- [Apply what you read]
1: Name every TIA sub-project that the blog post on UK police surveillance mentions.
2: Write the next part of the blog post on UK police surveillance, picking up right after its final sentence.

- [Extract to read]
-- Opening Marker --
Monday, January 23, 2006

Police store DNA records of 24,000 innocent kids

Police store DNA records of 24,000 innocent kids provides an alarming overview of police surveillance activity in the UK. As the article says "Britain already has the largest network of CCTV cameras in the world", and they intend to go further. The main issue in the article is DNA profiling, where it's known the police have DNA records of 24,000 young people who have never been even accused of anything. Where there's great room for concern, the article claims "most people are already resigned to the whole population having its DNA held in police and government databases". SIGH

The article details several projects which, taken together, amount to the same end goal as the Total Information Awareness System (TIA). Since that's in the UK, this would be the British equivalent to TIA. And perhaps since some aspects of British and American government are joined at the hip, maybe MI5/6 and the NSA/CIA/DOD are working together to implement TIA?

You, the reader, may have believed the TIA project was shut down. What happened is that one of the sub-projects in TIA (it was either FutureMap or Wargaming the Asymmetric Environment) was unveiled to the public, and it offended officialdom, and enough of them went on a harumphing storm that the DoD made a show of shutting down TIA. But it's obvious that most of the subprojects to TIA continued on being funded, as they would be very useful to a surveillance system.

Now, let's go through the projects reported by The Register and align them with the TIA projects which I recorded back in 2002.

DNA Profiling: There isn't a direct analogue to a TIA project. One problem with DNA profiling, however, is the expense of doing DNA testing. Doing a full sequencing of the DNA in a tissue sample currently costs many thousands of dollars. Perhaps forensic DNA testing doesn't do full sequencing, but it still isn't going to be cheap. Be aware, though, that the government is funding research to decrease the cost of DNA testing.

The currently understood methods of DNA testing involve tissue culturing steps. For example, they take a tissue sample, grow a tissue culture in a laboratory, then kill the tissue sample, and study it under microscopes. That means identifying someone from DNA in a tissue sample will take several days.

The Bio-Surveillance project in TIA is very different from any DNA profiling system.

CCTV cameras on the roads and streets: Associated with this is number plate recognition, and face recognition. This is clearly associated with Human ID at a Distance with the addition of number plate recognition.

Implementation involves installing closed-circuit TV cameras (CCTV) in desired areas. The more cameras, the more intrusive and comprehensive is the monitoring system. You might think "oh, monitoring TV is manual, there's going to be a human looking at every video feed". No, if you have a city full of video cameras, there's no way a staff of humans can effectively scan them all. The cameras might be ignored most of the time, and only used when a call arives in the neighborhood of a given camera.

But what's possible is for the video feeds from these cameras to be analyzed by computers. That's what the Human ID at a Distance project is intended to be doing. And face recognition systems have been under test for several years. For example a public test was performed at a Super Bowl game a couple years ago, but apparently the test results were very disappointing.
-- Closing Marker --
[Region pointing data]
-- Opening Marker --
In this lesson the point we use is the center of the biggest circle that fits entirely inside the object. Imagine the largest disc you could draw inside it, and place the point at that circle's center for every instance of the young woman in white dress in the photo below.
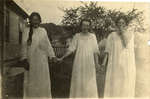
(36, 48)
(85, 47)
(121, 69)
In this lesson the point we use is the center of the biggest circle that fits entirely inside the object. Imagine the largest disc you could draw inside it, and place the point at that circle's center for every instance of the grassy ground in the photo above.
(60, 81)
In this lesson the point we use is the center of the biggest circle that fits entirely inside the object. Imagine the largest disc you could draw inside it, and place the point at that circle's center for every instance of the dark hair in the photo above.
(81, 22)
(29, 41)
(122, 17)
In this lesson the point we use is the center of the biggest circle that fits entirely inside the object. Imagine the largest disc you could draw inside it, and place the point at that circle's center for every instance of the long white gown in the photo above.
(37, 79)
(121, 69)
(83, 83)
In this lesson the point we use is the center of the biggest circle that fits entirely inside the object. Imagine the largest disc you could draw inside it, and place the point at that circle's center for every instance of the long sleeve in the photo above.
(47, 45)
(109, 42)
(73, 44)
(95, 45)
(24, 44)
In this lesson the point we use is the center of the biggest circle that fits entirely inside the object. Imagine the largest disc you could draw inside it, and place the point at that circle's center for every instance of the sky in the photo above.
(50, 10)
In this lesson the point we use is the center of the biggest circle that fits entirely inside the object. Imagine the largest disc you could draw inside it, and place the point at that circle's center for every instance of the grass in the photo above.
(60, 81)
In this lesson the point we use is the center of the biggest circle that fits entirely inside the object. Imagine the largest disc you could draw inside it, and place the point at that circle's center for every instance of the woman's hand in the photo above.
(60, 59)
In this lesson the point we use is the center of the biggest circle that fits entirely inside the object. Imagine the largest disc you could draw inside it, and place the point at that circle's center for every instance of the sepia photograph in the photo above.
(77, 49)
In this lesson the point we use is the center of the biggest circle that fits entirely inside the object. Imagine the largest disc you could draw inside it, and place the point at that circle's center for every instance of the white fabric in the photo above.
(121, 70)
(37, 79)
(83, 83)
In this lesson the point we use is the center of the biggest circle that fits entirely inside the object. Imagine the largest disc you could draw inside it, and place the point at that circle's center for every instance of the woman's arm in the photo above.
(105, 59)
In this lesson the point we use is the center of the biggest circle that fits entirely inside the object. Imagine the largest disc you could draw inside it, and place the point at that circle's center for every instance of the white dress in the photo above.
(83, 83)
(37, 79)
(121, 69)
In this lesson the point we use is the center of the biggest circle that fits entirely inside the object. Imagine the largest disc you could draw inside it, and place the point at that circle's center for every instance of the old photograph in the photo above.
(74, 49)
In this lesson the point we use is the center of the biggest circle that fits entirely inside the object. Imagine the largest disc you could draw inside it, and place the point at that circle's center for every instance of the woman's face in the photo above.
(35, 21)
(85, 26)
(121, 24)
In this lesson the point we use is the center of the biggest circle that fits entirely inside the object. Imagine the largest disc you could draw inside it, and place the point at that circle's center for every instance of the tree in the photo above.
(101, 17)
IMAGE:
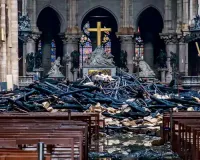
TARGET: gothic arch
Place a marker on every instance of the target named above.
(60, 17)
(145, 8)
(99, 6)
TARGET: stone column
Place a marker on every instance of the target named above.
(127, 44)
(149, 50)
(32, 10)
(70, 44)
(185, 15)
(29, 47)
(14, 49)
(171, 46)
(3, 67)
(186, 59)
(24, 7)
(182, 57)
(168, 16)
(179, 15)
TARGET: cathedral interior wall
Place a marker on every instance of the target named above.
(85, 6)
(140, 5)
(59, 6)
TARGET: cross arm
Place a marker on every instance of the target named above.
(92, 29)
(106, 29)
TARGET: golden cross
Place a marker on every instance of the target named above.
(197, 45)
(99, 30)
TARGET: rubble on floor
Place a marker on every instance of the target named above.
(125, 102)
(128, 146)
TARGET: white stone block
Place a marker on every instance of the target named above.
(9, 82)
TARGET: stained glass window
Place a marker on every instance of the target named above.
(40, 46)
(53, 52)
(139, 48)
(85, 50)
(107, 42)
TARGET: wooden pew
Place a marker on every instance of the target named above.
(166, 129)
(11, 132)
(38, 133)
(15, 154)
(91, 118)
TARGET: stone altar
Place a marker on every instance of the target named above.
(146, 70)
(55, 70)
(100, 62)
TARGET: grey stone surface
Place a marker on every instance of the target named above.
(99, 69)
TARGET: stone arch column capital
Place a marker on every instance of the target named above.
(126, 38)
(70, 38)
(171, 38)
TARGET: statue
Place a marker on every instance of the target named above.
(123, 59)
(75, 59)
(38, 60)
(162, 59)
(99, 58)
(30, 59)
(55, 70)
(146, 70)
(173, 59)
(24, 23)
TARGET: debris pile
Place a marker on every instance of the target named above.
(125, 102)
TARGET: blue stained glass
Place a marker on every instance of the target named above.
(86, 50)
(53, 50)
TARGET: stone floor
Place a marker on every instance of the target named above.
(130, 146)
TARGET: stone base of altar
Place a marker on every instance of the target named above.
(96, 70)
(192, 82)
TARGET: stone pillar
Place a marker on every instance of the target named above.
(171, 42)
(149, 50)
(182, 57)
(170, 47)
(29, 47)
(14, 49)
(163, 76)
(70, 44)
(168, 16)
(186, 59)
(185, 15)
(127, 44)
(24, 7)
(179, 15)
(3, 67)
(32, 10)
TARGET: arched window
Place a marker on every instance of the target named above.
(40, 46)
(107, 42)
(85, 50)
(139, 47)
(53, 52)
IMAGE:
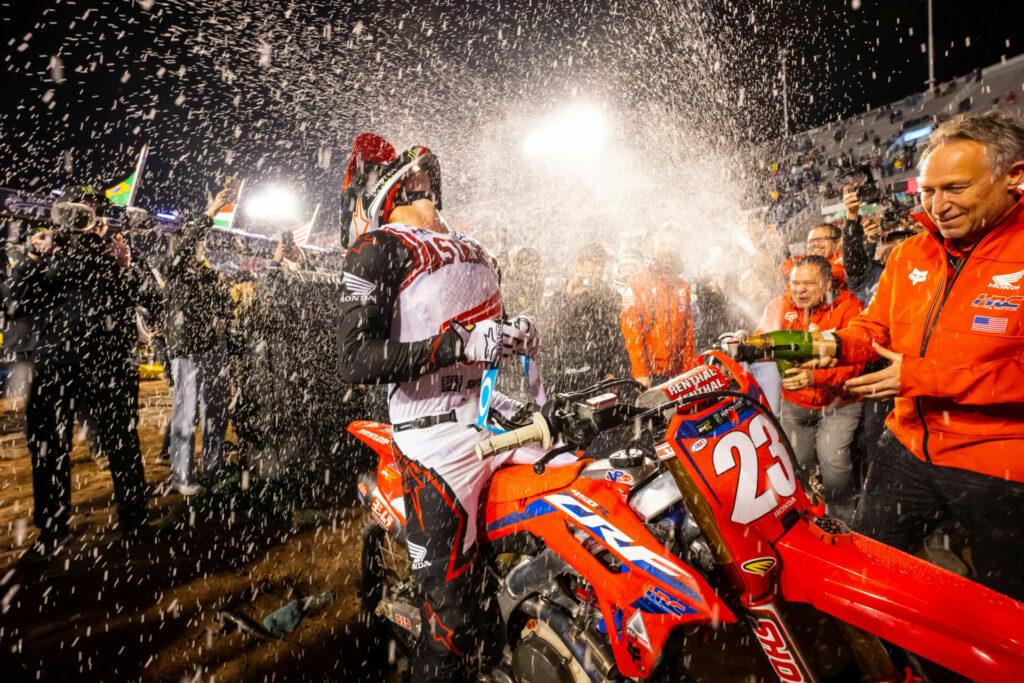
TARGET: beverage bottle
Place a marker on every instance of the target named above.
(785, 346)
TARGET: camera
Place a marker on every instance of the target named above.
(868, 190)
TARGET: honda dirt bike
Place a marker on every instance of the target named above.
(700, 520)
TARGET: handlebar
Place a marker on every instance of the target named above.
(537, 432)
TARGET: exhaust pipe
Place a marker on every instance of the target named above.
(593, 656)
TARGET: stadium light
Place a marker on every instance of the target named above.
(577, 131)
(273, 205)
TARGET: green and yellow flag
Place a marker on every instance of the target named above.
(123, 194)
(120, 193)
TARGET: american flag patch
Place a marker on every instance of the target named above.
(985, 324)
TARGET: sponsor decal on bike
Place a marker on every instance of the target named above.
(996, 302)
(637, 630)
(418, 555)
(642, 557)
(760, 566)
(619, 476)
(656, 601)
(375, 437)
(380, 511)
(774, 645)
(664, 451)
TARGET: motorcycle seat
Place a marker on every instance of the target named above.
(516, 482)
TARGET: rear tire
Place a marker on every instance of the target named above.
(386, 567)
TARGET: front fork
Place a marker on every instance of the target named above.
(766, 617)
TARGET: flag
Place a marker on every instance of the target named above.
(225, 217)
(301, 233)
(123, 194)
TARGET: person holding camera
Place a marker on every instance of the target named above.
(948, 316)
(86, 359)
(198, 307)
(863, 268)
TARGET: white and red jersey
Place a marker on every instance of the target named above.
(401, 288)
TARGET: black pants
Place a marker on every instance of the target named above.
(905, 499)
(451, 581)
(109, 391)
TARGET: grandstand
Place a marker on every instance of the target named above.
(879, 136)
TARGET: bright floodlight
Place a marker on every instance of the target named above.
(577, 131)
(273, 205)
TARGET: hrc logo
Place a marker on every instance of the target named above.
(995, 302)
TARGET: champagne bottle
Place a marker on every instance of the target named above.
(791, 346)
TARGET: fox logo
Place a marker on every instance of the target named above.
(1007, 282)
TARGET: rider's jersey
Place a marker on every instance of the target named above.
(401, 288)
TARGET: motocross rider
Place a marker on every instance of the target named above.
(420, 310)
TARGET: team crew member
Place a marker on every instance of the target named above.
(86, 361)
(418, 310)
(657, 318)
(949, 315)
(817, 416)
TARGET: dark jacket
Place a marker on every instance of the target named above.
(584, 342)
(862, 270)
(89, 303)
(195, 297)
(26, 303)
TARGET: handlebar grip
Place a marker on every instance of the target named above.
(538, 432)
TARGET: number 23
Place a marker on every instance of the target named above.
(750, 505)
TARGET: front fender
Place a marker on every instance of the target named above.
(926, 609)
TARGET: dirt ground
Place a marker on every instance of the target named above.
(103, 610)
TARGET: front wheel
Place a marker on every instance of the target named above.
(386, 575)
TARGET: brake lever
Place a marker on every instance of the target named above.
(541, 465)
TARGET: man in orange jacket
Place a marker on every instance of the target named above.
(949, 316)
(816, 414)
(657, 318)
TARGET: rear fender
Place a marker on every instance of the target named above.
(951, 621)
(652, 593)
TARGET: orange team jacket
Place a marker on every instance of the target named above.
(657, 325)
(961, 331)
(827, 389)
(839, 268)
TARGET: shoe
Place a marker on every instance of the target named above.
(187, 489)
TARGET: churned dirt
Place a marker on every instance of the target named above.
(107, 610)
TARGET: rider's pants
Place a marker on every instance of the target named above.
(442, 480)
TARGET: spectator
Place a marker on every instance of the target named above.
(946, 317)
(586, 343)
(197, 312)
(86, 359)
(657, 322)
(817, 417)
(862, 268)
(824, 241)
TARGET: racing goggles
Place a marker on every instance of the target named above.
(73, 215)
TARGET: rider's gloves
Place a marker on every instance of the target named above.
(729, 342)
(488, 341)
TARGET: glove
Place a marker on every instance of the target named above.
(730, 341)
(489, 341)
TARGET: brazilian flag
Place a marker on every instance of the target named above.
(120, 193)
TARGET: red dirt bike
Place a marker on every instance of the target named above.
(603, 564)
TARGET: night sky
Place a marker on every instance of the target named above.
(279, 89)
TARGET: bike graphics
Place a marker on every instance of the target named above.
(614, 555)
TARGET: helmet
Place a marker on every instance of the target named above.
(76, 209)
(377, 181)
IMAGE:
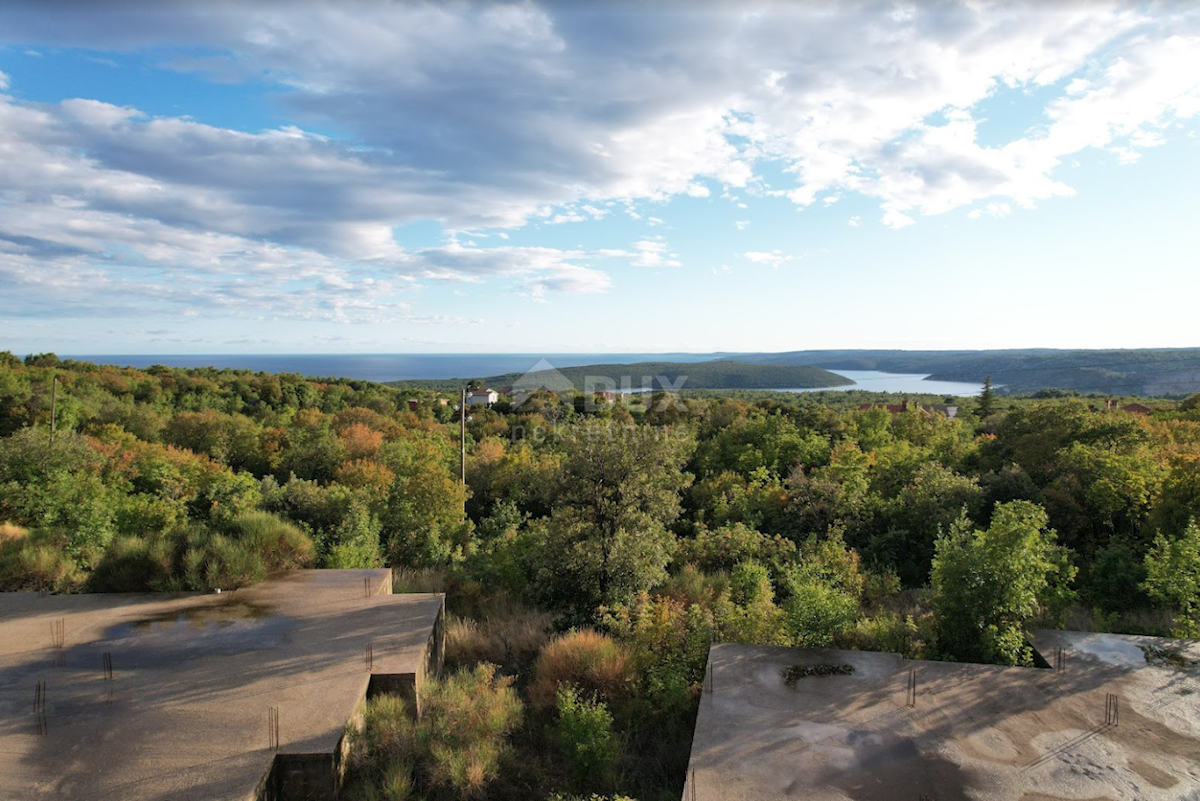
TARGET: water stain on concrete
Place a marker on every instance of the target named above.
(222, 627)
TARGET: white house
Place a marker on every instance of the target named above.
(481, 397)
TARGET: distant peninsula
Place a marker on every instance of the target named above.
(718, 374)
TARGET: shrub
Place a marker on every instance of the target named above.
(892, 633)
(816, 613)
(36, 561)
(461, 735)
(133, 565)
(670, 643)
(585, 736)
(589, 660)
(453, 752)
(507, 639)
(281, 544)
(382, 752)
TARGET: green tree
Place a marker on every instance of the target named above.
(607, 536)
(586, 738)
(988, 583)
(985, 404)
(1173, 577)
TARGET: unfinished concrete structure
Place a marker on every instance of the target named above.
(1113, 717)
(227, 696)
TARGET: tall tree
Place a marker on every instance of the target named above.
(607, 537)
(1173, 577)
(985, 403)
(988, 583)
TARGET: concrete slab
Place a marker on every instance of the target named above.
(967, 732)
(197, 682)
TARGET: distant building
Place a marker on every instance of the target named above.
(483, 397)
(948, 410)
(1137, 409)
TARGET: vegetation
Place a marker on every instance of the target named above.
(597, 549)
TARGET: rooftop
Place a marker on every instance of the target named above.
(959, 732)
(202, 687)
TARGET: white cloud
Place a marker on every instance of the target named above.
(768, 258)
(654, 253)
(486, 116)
-- Closing Marker --
- [Results for the exercise]
1: FutureMap, Wargaming the Asymmetric Environment, Bio-Surveillance, Human ID at a Distance

2:
The technique is to use image analysis to look for patterns that let the computer software zero in on the information of interest. The problem is computers are rather dumb. Human bodies have zillions of years of evolution to our image recognition hardware, and we recognize such things very readily. But computers have only 60 years of development (or so) behind them, and all they can deal with are numbers. It may look like they deal with words, and pictures, and sounds, and movies, and whatnot, but the software developers have to invent ways to turn all that into streams of numbers, because computers only know how to deal with numbers. This makes image analysis tricky.

Take face recognition. There's probably some pattern of pixels that usually indicate a human face. There's a small range of skin pigmentations, and then the shape of a face is generally the same with two eyes, nose, mouth, etc. It's made tricky because faces have a lot of variability, even when there's a lot of similarity. Recognizing license plates (number plates, as the British call them) would be simpler. There's a fairly well known set of colors to look for, and you know ahead of time what shape the license plate will have, and its location on a car.

Once you've got software that can reliably recognize what you're looking for ... car license plates ... you connect a fleet of computers to the CCTV cameras. They'd constantly be looking for motion, when they see motion the software looks for a license plate, and records whatever it sees. Assuming reliable software the computers can register all cars that pass by a CCTV camera.

The next step is to install multiple cameras throughout the city. Each camera gets connected to the computers. The computers register each car that passes by each camera. Or, if reliable face recognition software exists, the computers can also register each pedestrian as they pass by each camera. Hence, these computers could easily track the movement of every car or every pedestrian where-ever they (we) go in the city.